Source data
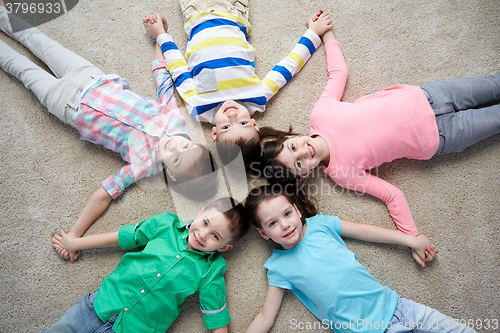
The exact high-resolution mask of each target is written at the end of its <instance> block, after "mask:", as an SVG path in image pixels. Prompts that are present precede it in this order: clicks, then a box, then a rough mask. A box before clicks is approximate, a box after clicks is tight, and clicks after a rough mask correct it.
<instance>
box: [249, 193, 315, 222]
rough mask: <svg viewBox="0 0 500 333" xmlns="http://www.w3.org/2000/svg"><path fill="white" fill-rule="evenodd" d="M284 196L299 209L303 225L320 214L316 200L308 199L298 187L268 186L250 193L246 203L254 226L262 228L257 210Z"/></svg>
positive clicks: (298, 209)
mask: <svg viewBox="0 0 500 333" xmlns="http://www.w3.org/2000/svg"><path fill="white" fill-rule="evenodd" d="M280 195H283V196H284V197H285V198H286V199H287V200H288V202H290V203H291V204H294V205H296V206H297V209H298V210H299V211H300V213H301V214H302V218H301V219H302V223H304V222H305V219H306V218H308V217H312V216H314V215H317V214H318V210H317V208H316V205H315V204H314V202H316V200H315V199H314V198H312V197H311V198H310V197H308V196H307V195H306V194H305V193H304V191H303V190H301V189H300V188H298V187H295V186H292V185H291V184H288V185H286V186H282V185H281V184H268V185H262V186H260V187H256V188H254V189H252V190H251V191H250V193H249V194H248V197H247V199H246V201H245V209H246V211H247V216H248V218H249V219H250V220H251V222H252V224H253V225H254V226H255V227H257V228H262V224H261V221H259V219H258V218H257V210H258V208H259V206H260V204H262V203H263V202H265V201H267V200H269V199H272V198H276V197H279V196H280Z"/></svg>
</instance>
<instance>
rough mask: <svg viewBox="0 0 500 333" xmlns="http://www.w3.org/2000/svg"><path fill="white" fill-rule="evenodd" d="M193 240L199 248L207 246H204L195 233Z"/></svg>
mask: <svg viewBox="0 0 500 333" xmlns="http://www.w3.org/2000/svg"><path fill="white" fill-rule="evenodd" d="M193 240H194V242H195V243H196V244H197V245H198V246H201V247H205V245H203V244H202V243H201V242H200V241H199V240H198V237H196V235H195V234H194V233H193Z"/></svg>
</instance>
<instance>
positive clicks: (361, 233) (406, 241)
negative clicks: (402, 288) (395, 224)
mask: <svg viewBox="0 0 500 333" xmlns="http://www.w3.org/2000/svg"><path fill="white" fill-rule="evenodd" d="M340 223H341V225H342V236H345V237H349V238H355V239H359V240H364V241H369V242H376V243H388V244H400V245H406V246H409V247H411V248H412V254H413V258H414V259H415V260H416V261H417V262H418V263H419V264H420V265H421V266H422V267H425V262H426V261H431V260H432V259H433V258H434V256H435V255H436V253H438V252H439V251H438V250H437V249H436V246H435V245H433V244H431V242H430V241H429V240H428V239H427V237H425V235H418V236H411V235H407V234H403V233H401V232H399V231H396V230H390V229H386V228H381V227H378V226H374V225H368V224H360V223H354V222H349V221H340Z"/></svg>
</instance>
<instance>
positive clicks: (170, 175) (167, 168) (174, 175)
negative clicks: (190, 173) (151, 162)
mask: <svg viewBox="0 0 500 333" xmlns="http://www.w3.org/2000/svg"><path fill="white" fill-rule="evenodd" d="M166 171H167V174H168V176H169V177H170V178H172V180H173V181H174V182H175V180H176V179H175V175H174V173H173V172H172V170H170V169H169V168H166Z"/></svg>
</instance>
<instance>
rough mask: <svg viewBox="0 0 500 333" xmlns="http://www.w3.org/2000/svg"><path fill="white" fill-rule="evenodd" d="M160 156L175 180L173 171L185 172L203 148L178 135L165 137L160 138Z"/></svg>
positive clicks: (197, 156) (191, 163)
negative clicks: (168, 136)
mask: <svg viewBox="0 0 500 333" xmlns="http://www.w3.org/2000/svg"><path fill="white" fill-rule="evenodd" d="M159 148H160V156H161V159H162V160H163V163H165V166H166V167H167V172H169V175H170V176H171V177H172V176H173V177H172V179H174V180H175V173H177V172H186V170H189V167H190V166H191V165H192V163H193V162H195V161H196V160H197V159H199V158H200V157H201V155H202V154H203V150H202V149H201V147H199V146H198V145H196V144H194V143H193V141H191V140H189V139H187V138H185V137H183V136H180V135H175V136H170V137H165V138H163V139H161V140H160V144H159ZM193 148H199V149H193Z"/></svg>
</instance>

## What is expected
Pictures are to be dropped, and every record is to be copied exactly.

## Written reply
The exact high-resolution mask of each target is written at the end of its <instance> block, after "mask:", as an SVG path in image pixels. Prompts that are present precede it in this order: clicks, then a box, then a rough mask. A box before clicks is approximate, a box after clicks is tight, and clicks after a rough mask correct it.
<instance>
box: [249, 193, 315, 222]
rough mask: <svg viewBox="0 0 500 333" xmlns="http://www.w3.org/2000/svg"><path fill="white" fill-rule="evenodd" d="M284 196L299 209L303 225L320 214L316 200L308 199L298 187L268 186L250 193L246 203L254 226L262 228L257 210Z"/></svg>
positive clicks: (298, 209)
mask: <svg viewBox="0 0 500 333" xmlns="http://www.w3.org/2000/svg"><path fill="white" fill-rule="evenodd" d="M280 195H283V196H284V197H285V198H286V199H287V200H288V202H290V203H291V204H294V205H296V206H297V209H298V210H299V211H300V213H301V214H302V218H301V219H302V223H304V222H305V219H306V218H308V217H312V216H314V215H317V214H318V210H317V208H316V205H315V204H314V202H316V200H315V199H314V198H312V197H311V198H310V197H308V196H307V195H306V194H305V193H304V191H303V190H301V189H300V188H298V187H295V186H292V185H291V184H288V185H286V186H282V185H281V184H268V185H262V186H260V187H256V188H254V189H252V190H251V191H250V193H249V194H248V197H247V199H246V201H245V209H246V211H247V216H248V218H249V219H250V220H251V222H252V224H253V225H254V226H255V227H257V228H262V224H261V221H259V219H258V218H257V210H258V208H259V206H260V204H262V203H263V202H265V201H267V200H269V199H272V198H276V197H279V196H280Z"/></svg>
</instance>
<instance>
rough mask: <svg viewBox="0 0 500 333" xmlns="http://www.w3.org/2000/svg"><path fill="white" fill-rule="evenodd" d="M193 240L199 248L207 246H204L195 233Z"/></svg>
mask: <svg viewBox="0 0 500 333" xmlns="http://www.w3.org/2000/svg"><path fill="white" fill-rule="evenodd" d="M193 240H194V242H195V243H196V244H197V245H198V246H201V247H205V245H203V244H202V243H201V242H200V241H199V240H198V237H196V235H195V234H194V233H193Z"/></svg>
</instance>
<instance>
positive clicks: (361, 233) (406, 241)
negative clicks: (402, 288) (395, 224)
mask: <svg viewBox="0 0 500 333" xmlns="http://www.w3.org/2000/svg"><path fill="white" fill-rule="evenodd" d="M340 223H341V225H342V236H345V237H349V238H355V239H359V240H364V241H369V242H376V243H388V244H400V245H406V246H409V247H411V248H412V254H413V258H414V259H415V260H416V261H417V262H418V263H419V264H420V265H421V266H422V267H425V262H426V261H431V260H432V259H433V258H434V256H435V255H436V253H438V252H439V251H438V250H437V249H436V246H435V245H433V244H431V242H430V241H429V240H428V239H427V237H425V235H418V236H411V235H407V234H403V233H401V232H399V231H396V230H390V229H386V228H381V227H378V226H374V225H368V224H360V223H354V222H349V221H340Z"/></svg>
</instance>
<instance>
positive clicks: (170, 175) (167, 168) (174, 175)
negative clicks: (190, 173) (151, 162)
mask: <svg viewBox="0 0 500 333" xmlns="http://www.w3.org/2000/svg"><path fill="white" fill-rule="evenodd" d="M166 171H167V174H168V176H169V177H170V178H172V180H173V181H174V182H175V180H176V179H175V175H174V173H173V172H172V170H170V169H169V168H166Z"/></svg>
</instance>
<instance>
rough mask: <svg viewBox="0 0 500 333" xmlns="http://www.w3.org/2000/svg"><path fill="white" fill-rule="evenodd" d="M160 156L175 180L173 171L185 172L203 148L178 135L165 137L160 138Z"/></svg>
positive clicks: (197, 156) (191, 163)
negative clicks: (168, 136)
mask: <svg viewBox="0 0 500 333" xmlns="http://www.w3.org/2000/svg"><path fill="white" fill-rule="evenodd" d="M159 148H160V156H161V159H162V160H163V163H165V166H166V167H167V172H169V175H170V176H171V177H172V176H173V177H172V179H174V180H175V173H177V172H186V170H189V167H190V166H191V165H192V163H193V162H195V161H196V160H197V159H199V158H200V157H201V155H202V154H203V150H202V149H201V147H199V146H198V145H196V144H194V143H193V141H191V140H189V139H187V138H185V137H183V136H180V135H175V136H170V137H165V138H163V139H161V140H160V144H159ZM193 148H199V149H193Z"/></svg>
</instance>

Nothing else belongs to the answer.